I have heard the term ‘phoneme’ used inappropriately, so I will try to put my linguistics background to use by clarifying some phonetics and phonology notions. Having a better understanding of these concepts could help us better define the problem of synthetising speech and thus better design the architecture of our neural networks.
First, the most primitive notion about sounds in language is that of a phonological system. Each language has one. It defines what sound differences are to be interpreted as differences in meaning.
A phoneme is a family of sounds that are understood as the same sound for the purpose of determining meaning in a given language. This notion only makes senses as part of a phonological system, a system of oppositions between phonemes that serves to contrast different meanings. For example, in English, the difference between the pronunciation of the words
‘feal’ /f iy l/
and
‘fill’ /f ih l/
is a single phoneme change in the vowel. But in French, those two families of vowel sounds are considered a single phoneme (a single family of sounds) and thus a unilingual francophone would only hear the same word spoken twice (but pronounced slightly differently if he is attentive) :
‘fil’ /f iy l/
The two phonetic variants [iy] and [ih] of the French phoneme /iy/ of that example are called allophones.
A phone is a unit of speech sound and allophones are phones belonging to a single phoneme. So two phones can be considered different phonemes or allophones of the same phoneme, depending on the language.
To distinguish phones from phonemes the usual notation is to use slashes /…/ for phonemic transcriptions (phonemes) and square brackets […] for phonetic transcriptions (phones). (In the preceding examples, I have used the same phonetic symbols than in the TIMIT corpus, but other phonetic alphabets are also used.)
When realizing a given phoneme, the corresponding allophone can be selected based on the neighboring phonemes (phonemic context), even sometimes the neighboring words or parts of words (morphological context), and also based on the dialect. Now, a phone is considered a unit for the purposes of linguistic description, but it can nonetheless itself be realized in different ways, depending on a variety of factors.
In the TIMIT corpus, the phonetic symbols which are used in the phonetic transcriptions of the spoken sentences represent phones, not phonemes. A quasi-phonemic transcriptions of all the words of the corpus can be found in the file:
TIMITDIC.TXT “This file contains a dictionary of all the words in the TIMIT prompts.”

━━━━━━━━━━━━━━━━

— CHALLENGE 1 —
In the post on phonemes and phones, what notation is used for phonetic transcriptions?
— CHALLENGE 2 —
Extend the post on phonemes and phones with a few sentences that follow on from its final line.

— DATA —

━━━━━━━━━━━━━━━━

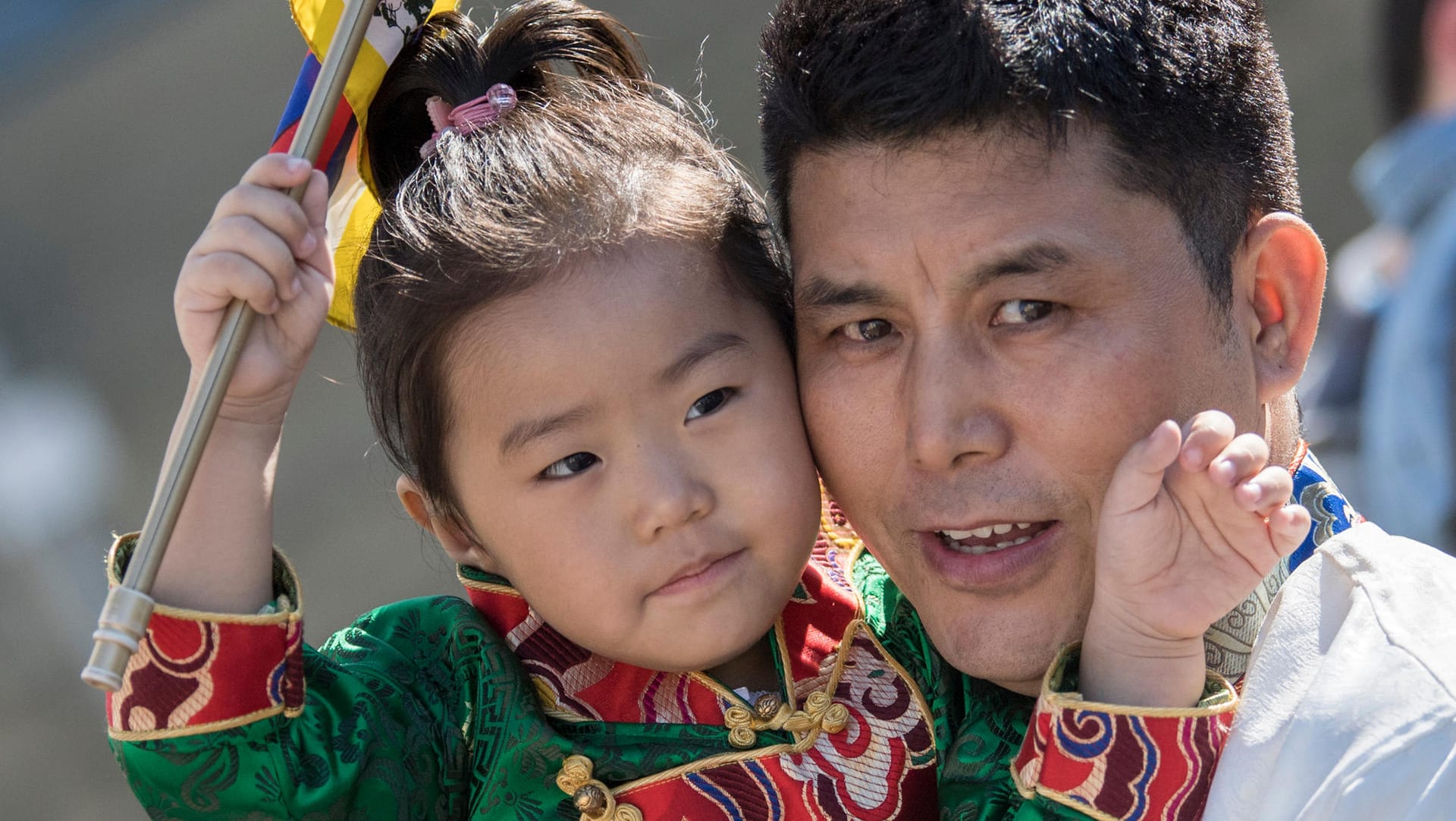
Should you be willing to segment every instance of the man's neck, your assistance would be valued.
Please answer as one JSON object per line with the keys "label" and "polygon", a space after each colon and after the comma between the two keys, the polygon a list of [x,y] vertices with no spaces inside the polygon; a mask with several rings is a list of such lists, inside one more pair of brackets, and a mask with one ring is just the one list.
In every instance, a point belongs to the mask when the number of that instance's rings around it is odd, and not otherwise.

━━━━━━━━━━━━━━━━

— WRITTEN REPLY 1 —
Square brackets […]

— WRITTEN REPLY 2 —
in the folder:
/data/lisa/data/timit/raw/TIMIT/DOC/
The transcription in this lexicon is called quasi-phonemic, because it mostly represents phonemes, but makes just a few more sound distinctions (frequent in speech) than what is necessary to distinguish meanings. Note that the same basic symbols are used for phones in the phonetic transcriptions of the sentences and (quasi-) phonemes in the lexicon, but in the lexicon they are enclosed in slashes. For each group of allophones, a unique symbol is used to represent the corresponding phoneme. Also, in the TIMIT phonetic transcriptions, some symbols are introduced to distinguish the closure phase (during which airflow ceases) from the release phase in stop consonants (b,d,g,p,t,k). For more information, please refer to these two files, found in the same folder:
PHONCODE.DOC “This file contains a table of all the phonemic and phonetic symbols used in the TIMIT lexicon and in the phonetic transcriptions.”
TIMITDIC.DOC “TIMIT Lexicon Documentation”
I also recommend this book on phonetics:
Raphael, L. J., Borden, G. J., & Harris, K. S. (2007). Speech science primer: Physiology, acoustics, and perception of speech. Lippincott Williams & Wilkins.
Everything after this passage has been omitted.